(Data records)
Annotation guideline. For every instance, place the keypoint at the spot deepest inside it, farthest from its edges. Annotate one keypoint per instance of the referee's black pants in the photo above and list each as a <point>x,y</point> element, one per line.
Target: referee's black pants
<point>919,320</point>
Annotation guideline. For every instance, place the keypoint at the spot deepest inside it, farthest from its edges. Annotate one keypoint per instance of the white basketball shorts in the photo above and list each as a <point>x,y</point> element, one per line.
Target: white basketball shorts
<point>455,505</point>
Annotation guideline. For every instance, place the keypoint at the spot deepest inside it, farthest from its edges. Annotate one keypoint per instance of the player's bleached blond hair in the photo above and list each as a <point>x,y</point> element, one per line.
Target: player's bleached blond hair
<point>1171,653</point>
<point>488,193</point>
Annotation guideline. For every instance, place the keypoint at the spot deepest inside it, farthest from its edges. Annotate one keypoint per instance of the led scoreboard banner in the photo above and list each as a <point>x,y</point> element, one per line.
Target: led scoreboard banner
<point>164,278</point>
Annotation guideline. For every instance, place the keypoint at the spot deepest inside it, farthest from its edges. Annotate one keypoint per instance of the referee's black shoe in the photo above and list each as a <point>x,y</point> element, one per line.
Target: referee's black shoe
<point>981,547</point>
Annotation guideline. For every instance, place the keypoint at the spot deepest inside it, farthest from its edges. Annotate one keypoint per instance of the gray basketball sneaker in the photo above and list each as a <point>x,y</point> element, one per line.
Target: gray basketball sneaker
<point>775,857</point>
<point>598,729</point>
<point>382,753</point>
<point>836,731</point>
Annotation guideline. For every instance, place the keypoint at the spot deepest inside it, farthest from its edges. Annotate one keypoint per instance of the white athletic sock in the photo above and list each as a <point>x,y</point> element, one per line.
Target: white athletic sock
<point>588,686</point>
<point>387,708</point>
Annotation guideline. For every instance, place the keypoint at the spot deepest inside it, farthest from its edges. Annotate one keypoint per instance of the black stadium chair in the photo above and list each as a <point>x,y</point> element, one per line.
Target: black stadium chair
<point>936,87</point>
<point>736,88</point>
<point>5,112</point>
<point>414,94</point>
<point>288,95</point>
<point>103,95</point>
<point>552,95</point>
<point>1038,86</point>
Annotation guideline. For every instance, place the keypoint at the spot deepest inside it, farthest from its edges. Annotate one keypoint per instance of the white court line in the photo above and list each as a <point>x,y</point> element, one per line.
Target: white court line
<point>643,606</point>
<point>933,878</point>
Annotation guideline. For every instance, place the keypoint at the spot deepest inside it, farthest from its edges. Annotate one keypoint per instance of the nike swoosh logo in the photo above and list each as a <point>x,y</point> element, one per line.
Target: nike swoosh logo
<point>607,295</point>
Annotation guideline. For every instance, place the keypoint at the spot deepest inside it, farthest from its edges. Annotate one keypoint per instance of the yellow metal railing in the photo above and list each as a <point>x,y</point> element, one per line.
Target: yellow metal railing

What is being asked —
Rewrite everything from the start of the data down to the line containing "<point>919,320</point>", changing "black pants" to "dark trousers" and leaving all else unchanged.

Answer in full —
Annotation guideline. For every instance, place the keypoint at the spot deepest inside it, farthest from its edges. Annotate one keypoint per instance of the referee's dark trousers in the photo above and list each as a <point>x,y</point> element, one per line.
Target: referee's dark trousers
<point>919,320</point>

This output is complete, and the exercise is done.